- [PROBLEM]: The expected answer is a single number, namely how many lines in the data below hold the word "slope".

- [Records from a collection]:
::::::::

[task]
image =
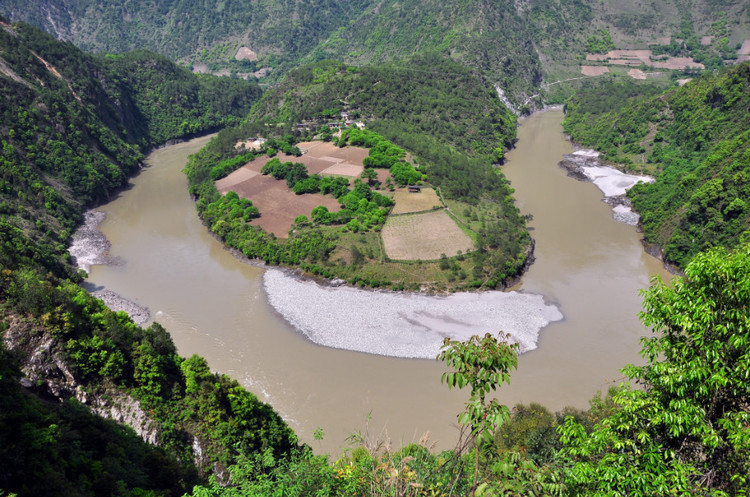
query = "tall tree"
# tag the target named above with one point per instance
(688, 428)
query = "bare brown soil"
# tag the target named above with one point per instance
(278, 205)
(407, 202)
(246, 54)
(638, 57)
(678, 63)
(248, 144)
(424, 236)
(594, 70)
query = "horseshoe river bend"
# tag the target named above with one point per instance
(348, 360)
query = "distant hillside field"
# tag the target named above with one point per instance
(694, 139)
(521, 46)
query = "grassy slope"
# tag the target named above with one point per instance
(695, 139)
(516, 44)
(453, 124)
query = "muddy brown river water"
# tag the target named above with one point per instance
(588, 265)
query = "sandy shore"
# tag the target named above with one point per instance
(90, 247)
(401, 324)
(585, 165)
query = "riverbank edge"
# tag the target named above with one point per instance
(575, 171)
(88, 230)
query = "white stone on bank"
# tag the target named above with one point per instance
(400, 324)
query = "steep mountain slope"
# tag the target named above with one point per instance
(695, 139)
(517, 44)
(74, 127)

::::::::

- [SOLUTION TO THIS EXERCISE]: 2